┏━━
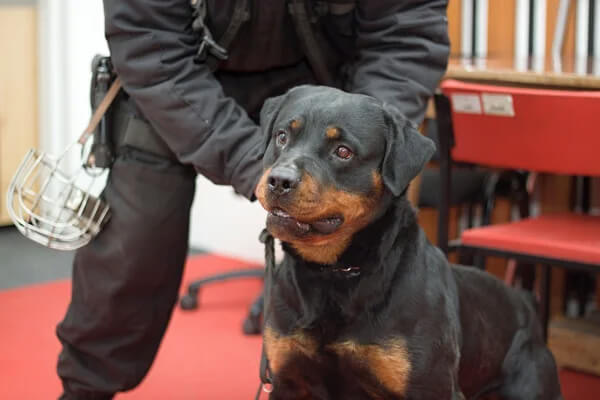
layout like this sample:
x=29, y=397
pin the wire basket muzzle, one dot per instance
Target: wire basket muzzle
x=52, y=207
┗━━
Pictures must not appear in the copy, and every record must be restated word for word.

SOLVED PROBLEM |
layout like this sample:
x=29, y=397
pin the wire basket muzzle, one dot per instance
Target: wire basket muzzle
x=52, y=207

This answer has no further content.